■ Selection:

Yakcult, down at Paronella park they feed them barra pellets in the local river and I'd say some of them would be pushing 60cm and 4 or 5kg. There's also similar sized sooties there and hundreds of eels around 1.5m long :shock: . If you got a 50cm+ in the true wild though, it would be a fish of a lifetime.


----------



## Junglefisher (Jun 2, 2008)

Hit the creek again yesterday for a break from the saltwater.
Landed around 15 JP, most a decent size.
Water level is getting low enough to make some sections a hassle now.
Clearing up more every day too.


----------



## wongus (Feb 12, 2006)

Very nice. Thanks for sharing your pics. Would love to catch a nice JP one day.


----------



## onemorecast (Apr 17, 2006)

■ Aim 1: Reproduce the fishing thread from "Landed around 15" up to and including "(Feb 12, 2006)", replacing "sections" with "stretches".
■ Aim 2: In the fishing thread, what is fed to the fish in the local river at Paronella Park?
■ Aim 3: Continue the fishing thread from the point at which it ends.

■ Given information:

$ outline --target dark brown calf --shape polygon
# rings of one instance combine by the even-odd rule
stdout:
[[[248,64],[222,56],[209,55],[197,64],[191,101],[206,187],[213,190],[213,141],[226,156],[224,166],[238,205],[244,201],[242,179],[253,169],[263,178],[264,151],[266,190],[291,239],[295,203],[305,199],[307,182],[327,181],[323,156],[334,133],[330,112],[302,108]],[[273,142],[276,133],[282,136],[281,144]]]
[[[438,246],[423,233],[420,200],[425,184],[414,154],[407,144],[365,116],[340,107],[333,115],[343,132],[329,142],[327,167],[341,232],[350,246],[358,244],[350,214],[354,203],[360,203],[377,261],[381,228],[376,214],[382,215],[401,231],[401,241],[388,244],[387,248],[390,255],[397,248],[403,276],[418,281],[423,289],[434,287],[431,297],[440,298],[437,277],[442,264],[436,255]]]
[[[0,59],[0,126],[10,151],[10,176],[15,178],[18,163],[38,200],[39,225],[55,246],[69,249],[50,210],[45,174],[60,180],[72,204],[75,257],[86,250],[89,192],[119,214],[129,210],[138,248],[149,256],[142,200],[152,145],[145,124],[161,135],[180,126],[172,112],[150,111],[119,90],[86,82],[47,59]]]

■ Written reply 1:
Landed around 15 JP, most a decent size.
Water level is getting low enough to make some stretches a hassle now.
Clearing up more every day too.


----------



## wongus (Feb 12, 2006)

■ Written reply 2: Barra pellets.

■ Written reply 3:
Great report and photos JP. I recognise Crystal Cascades as a place I've going swimming 20 years ago, and remember seeing a few fish swimming aroudn those holes.

Good looking fish too, very differnt looking than other types of perch.


----------



## dunebuggy (Dec 21, 2008)

Hey Junglefisher, great pics, didn't read the whole report though cos I am lazy. Being that far north, isn't there the possibility of crocs? It might seem a dumb question but, I don't know, so I ask.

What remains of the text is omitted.